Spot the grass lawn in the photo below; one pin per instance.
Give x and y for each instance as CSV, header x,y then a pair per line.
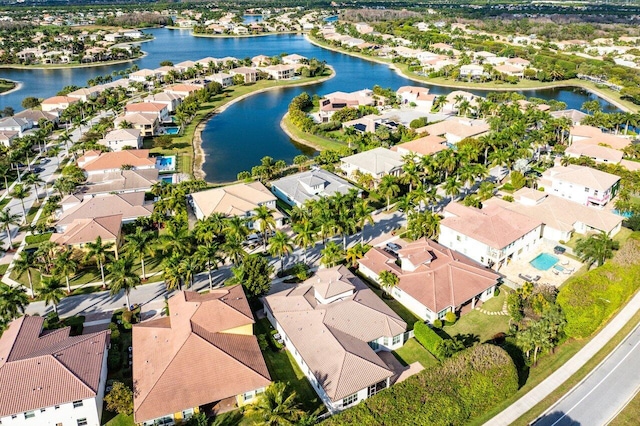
x,y
413,351
283,368
478,324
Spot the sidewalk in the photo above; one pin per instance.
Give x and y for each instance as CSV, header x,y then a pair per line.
x,y
551,383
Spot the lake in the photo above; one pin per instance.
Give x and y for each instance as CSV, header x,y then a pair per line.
x,y
237,139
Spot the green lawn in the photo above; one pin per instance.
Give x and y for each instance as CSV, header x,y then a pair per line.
x,y
283,368
413,351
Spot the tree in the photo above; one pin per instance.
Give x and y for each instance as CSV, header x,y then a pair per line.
x,y
280,245
66,265
100,253
51,291
141,243
6,220
276,407
123,278
388,280
596,248
331,254
120,399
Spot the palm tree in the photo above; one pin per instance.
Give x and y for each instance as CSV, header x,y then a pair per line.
x,y
142,244
51,291
266,222
100,253
388,188
122,278
208,254
6,220
596,248
275,407
280,245
331,254
65,264
20,192
388,280
23,264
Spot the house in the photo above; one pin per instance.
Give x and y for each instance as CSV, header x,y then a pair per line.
x,y
560,217
338,330
50,377
433,279
214,331
57,103
314,184
376,162
96,162
280,72
250,75
160,109
236,200
146,122
492,235
426,145
580,184
119,139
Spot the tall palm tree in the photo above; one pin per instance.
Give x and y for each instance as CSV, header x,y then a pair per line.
x,y
66,265
208,254
266,222
123,278
276,407
280,245
20,192
51,291
141,243
6,220
100,253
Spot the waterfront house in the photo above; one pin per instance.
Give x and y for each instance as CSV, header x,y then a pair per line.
x,y
580,184
338,330
433,279
216,331
493,236
49,377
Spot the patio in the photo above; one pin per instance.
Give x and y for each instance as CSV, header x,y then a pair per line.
x,y
517,271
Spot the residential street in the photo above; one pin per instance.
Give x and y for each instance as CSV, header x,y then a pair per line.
x,y
607,390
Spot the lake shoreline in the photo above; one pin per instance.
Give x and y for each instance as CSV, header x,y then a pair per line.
x,y
542,86
199,157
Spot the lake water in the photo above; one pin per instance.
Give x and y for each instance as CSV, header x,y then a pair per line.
x,y
237,139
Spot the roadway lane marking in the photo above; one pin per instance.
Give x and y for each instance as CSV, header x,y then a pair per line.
x,y
598,384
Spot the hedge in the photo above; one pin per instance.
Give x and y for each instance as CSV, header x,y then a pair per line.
x,y
590,299
428,338
460,389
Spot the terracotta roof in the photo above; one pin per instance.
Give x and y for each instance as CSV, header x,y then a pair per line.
x,y
199,330
434,275
493,226
332,338
115,160
42,369
232,200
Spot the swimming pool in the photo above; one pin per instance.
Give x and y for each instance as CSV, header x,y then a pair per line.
x,y
544,261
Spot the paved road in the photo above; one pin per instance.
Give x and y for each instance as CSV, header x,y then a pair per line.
x,y
597,399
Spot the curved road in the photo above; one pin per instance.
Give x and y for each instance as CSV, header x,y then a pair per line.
x,y
605,391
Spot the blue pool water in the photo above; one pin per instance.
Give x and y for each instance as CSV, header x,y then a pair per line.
x,y
544,261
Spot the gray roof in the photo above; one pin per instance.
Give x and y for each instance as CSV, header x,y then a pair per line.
x,y
298,187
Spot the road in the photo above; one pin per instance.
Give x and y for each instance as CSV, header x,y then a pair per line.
x,y
610,386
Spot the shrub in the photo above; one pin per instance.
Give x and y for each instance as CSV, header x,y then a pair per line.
x,y
455,392
427,338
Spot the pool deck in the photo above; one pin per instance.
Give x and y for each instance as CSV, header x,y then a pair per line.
x,y
523,267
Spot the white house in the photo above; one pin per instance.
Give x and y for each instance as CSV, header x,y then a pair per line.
x,y
492,236
433,279
335,327
580,184
51,378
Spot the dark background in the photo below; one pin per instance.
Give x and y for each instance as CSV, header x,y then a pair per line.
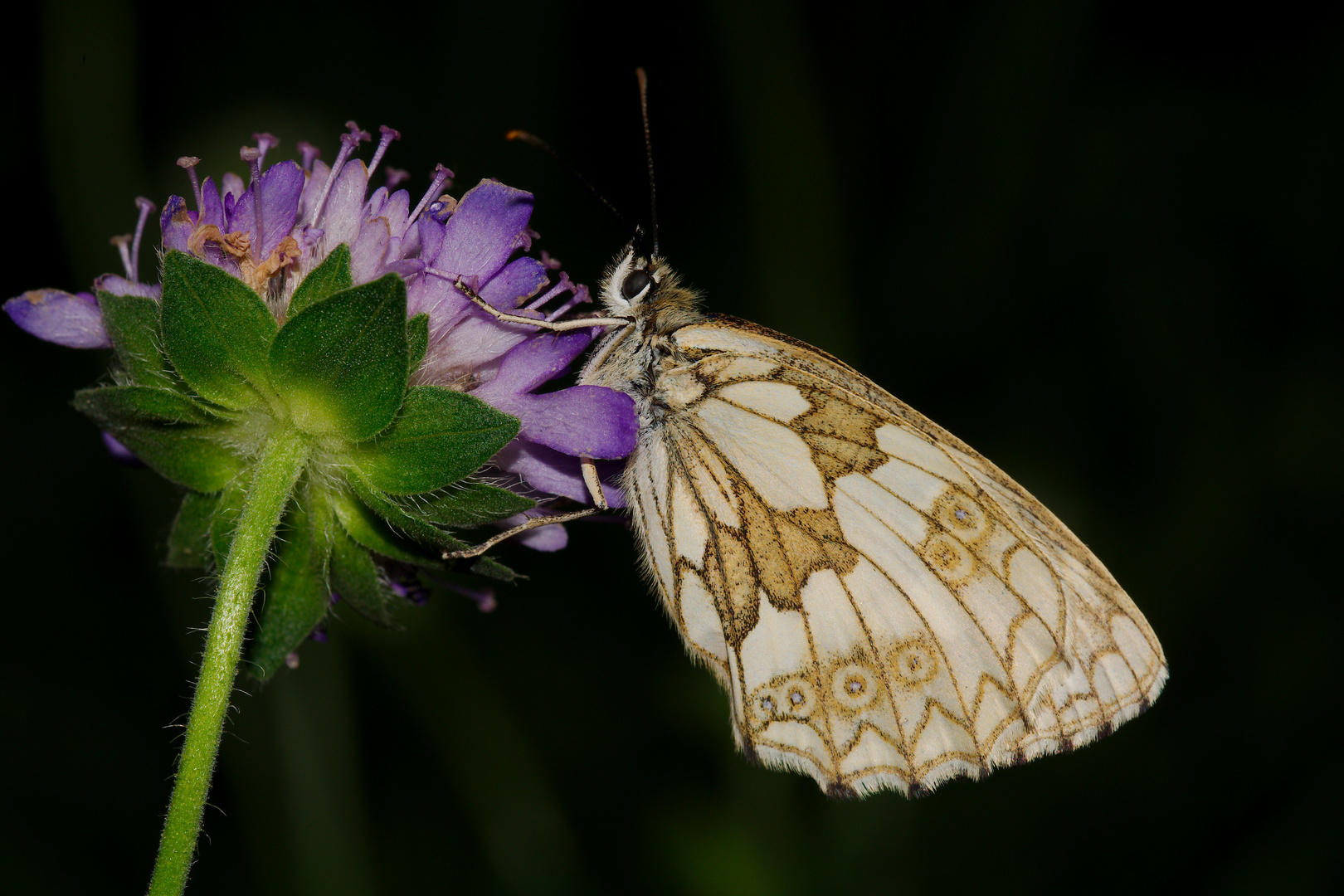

┄┄┄┄┄┄

PROBLEM DESCRIPTION: Quote every one of the rows above verbatim, omitting the pictures.

COMPLETED TASK:
Spot the grass lawn in the photo below; one pin per instance.
Give x and y for each instance as CSV, header x,y then a pair per line.
x,y
413,351
283,368
478,324
Spot the sidewalk in the photo above; one pin per instance.
Give x and y for each instance as CSV, header x,y then a pair per line.
x,y
551,383
Spot the lake in the photo above; one pin per instance.
Give x and y for each instance as CSV, header x,y then a pair per line.
x,y
237,139
Spot the green lawn in the photo above; one pin per instance.
Give x and y for each instance as CSV, header x,y then a pair per line.
x,y
283,368
413,351
Spot the tree in the photo above; one pin per instance.
Give x and y for each instance as CSV, header x,y then a pair per line.
x,y
280,245
66,265
100,253
51,291
141,243
6,220
276,407
123,278
388,280
596,248
331,254
120,399
Spot the palm tree in the photo above; one pin per instance.
Give x and y for each instance as CSV, header x,y then a pair per line.
x,y
142,244
51,291
266,222
100,253
388,188
122,278
208,254
6,220
596,248
275,407
280,245
331,254
65,264
20,192
388,280
23,264
Spot the house in the photo above; one pin per instance.
Give x and y for each instance as CSV, header x,y then a pair per line.
x,y
560,217
338,330
50,377
433,279
214,331
57,103
314,184
376,162
96,162
280,72
250,75
160,109
236,200
146,122
492,235
426,145
580,184
119,139
Spot the tall palm tree in the photo above; one pin per instance.
Give x and y for each instance as CSV, header x,y then a pair per line.
x,y
66,265
208,254
266,222
123,278
276,407
280,245
20,192
51,291
141,243
6,220
100,253
Spot the waterfront house in the photo above; one pin per instance.
Give x and y for each instance as CSV, header x,y then a pair per line.
x,y
580,184
338,330
433,279
216,331
493,236
49,377
Spot the patio in the photo above; one pin per instance.
Give x and y for each instance as CSV, header x,y then a pair per line.
x,y
517,271
Spot the residential street in the photo above; one pin per instance.
Give x and y for each instance as CSV, header x,y then a pair per line.
x,y
607,390
Spot the lake shoreline in the photo above; one pin per instance.
Give x and y for each instance as CSV, header x,y then a pair per line.
x,y
542,86
199,157
Spot the lake water in the photo above; one pin per instance.
Give x and y for each instance as CSV, header x,y then a pair per line.
x,y
237,139
Spot the roadway lane marking in the photo above; one pin per instance.
Give x and y for each instance as CSV, header x,y then a pair per line.
x,y
598,384
Spot the hedge in the photo above; one pin per instance.
Give x and y for each instance as CSV, header x,y then a pair per line.
x,y
590,299
428,338
460,389
Spot the terracotta roof in the photo above; one pin per instance.
Give x and y for each instance as CSV, header x,y then a pair per line.
x,y
199,330
434,275
493,226
332,338
115,160
42,369
232,200
Spot the swimming pool in the photo above; one pin per instance.
Give x and y for each instance as CSV, header x,y then a pair per line.
x,y
544,261
Spot the paved road in the photo above; one pin per instance.
Give x and y for each instance as CSV, header x,y then a pair per line.
x,y
597,399
Spot the curved road in the photo above; one pin per instance.
Give x and y for each instance as CSV, header x,y then a pair per line.
x,y
605,391
Spot the blue pool water in the photo above; one pin per instance.
Give x and y for each instance as CSV, header x,y then a pair per line.
x,y
544,261
Spot the gray roof in the photo above; one pin per instance.
Give x and y for each instance as CSV, header x,y then a pair per line.
x,y
298,187
Spot the road in the photo above; one pin per instance.
Give x and y for each instance as CSV, header x,y then a pair per line.
x,y
610,386
Spot the shrub in the photo above; one pin per instance.
Give x and y for each instance as CSV, header x,y then a pair per line.
x,y
455,392
427,338
Spot the pool deck in the photo above; one pin per instance.
Give x and y for each instance as CSV, header x,y then a pair per line.
x,y
523,267
Spot the white house in the photo above; one pin per instance.
Give x and y for each instance as CSV, header x,y then a pair per line.
x,y
492,236
433,279
335,327
580,184
51,378
Spot the dark background in the photo below; one pin per instance.
Give x and y for each instance as CSV, header x,y then a pair per line.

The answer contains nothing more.